- **TRECHO SELECIONADO**
====

Não, não é filme com o Jack Nicholson
Não, não é música cantada pela Maria Rita
Apesar de todos os contratempos a viagem decorreu sem maiores incidentes (e sem nenhum acidente, pontos extras!!). As cinzas de vulcões chilenos não fizeram qualquer aparição e o máximo de inconveniente foi provocado pela minha amnésia seletiva que fez com que eu tenha apagado completamente da memória a necessidade de trazer meu cartão internacional de vacina - algo que só fui lembrar quando já estava na Nova Zelândia, quando um brasileiro sentou ao meu lado e com o cartão em mãos me perguntou se em algum dos aeroportos já tinham pedido que eu apresentasse o meu. Com o horror estampado em meu rosto, descobri que não somente os telefones são máquinas extremamente complexas - especialmente se você está descontroladamente tentando fazer ligações do exterior - e que meus créditos haviam acabado pouco depois de trocar mensagens desesperadas com a minha mãe e a minha irmã em Belo Horizonte, que me informavam que não estavam conseguindo encontrar o bendito. Não preciso dizer que a viagem de Auckland pra Sydney foi um misto de tensão, ódio, repulsa pelo meu esquecimento, pela minha memória de peixe, pela minha pessoa e em determinado momento pelo menino brasileiro que não podia ter vindo comentar do bendito cartão alguns milhares de km e horas antes. (Depois é claro, fiquei eternamente grata, mas acho que isso não mudou a impressão que ele guardou a meu respeito: uma pessoa desequilibrada e desmiolada).

====

- **BLOCO DE DADOS**

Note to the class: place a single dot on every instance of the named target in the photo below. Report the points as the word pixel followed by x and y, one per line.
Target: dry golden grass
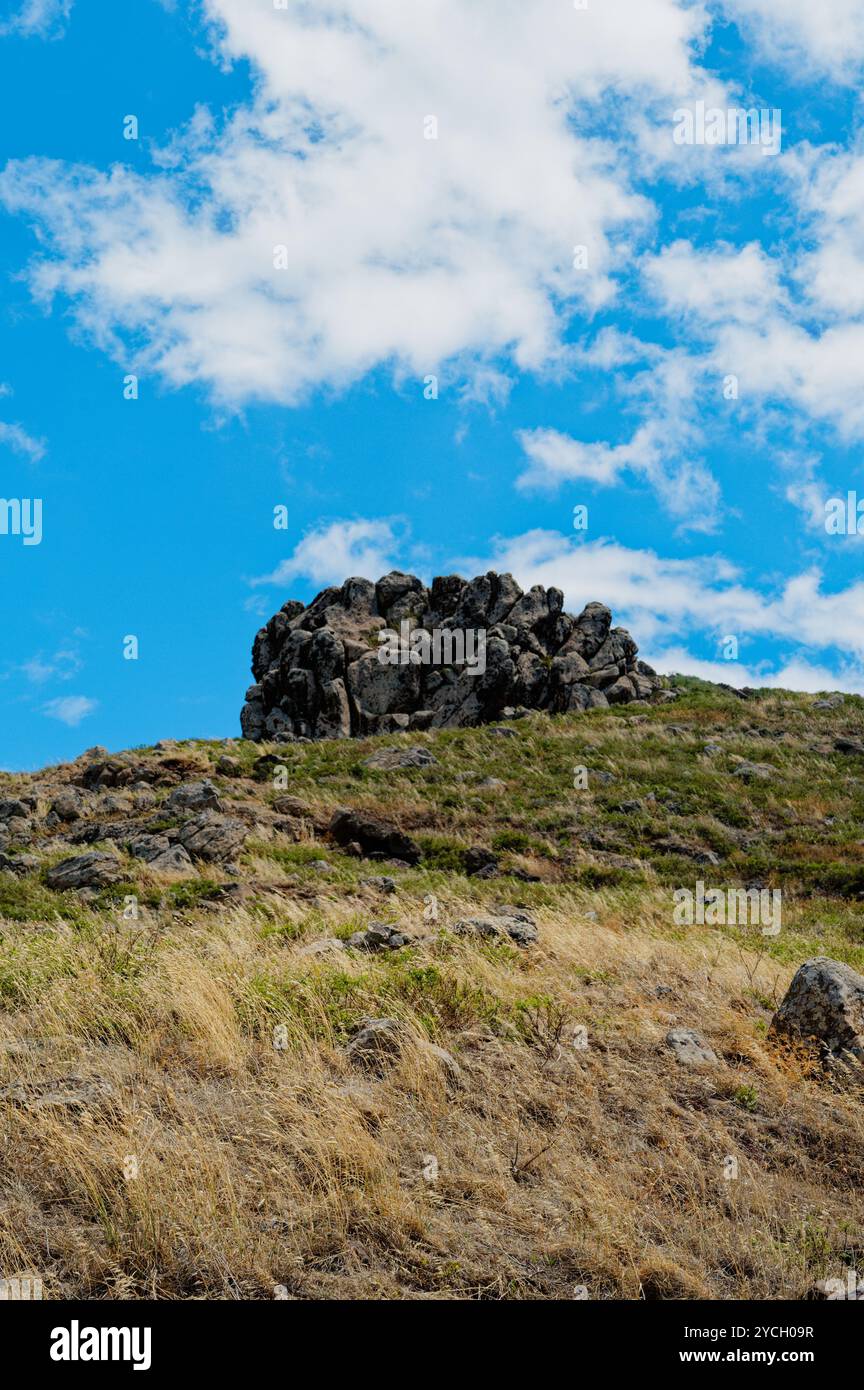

====

- **TAREFAS A FAZER**
1 - Responda com base no relato da viagem:
(a) Que documento ficou esquecido na viagem?
(b) Em que cidade estavam a mãe e a irmã que trocaram mensagens sobre esse documento?
(c) Qual trecho da viagem é descrito como um misto de tensão, ódio e repulsa?
2 - Prossiga o relato da viagem a partir da última frase, no mesmo tom e em primeira pessoa.

- **RESPOSTAS DAS TAREFAS**
1 -
(a) O cartão internacional de vacina.
(b) Em Belo Horizonte.
(c) A viagem de Auckland para Sydney.

2 -
Dentro do avião, sem crédito, sem sinal e sem poder deixar o celular ligado, apaguei instântaneamente em - o que reconheço agora - uma tentativa óbvia do meu corpo de minar as destruições que poderiam ser causadas pela minha mente naquele momento.
Ao chegar em Sydney recebi 8 mensagens em meu celular, incluindo a notícia de que não somente o meu cartão fora encontrado, como uma cópia já havia sido encaminhada ao setor responsável; Além disso uma recarga havia sido feita em meu número. Nunca mais vou negar os privilêgios de ter uma mãe com habilidades psiquícas avançadas.
Para a surpresa de ninguém, não só não pediram o meu cartão como sequer procuraram o fax que havia sido encaminhado. Ao invés disso assinei a um atestado e fui despachada ao encontro das minhas malas. Sim, tanto barulho por nada.
Surpreendentemente, contra todas as expectativas, nenhuma de minhas malas havia sido extraviada. Até então. O mesmo não posso dizer do percurso de Sydney até Brisbane.


Liv in Austrália

Não, não é trocadilho acidental.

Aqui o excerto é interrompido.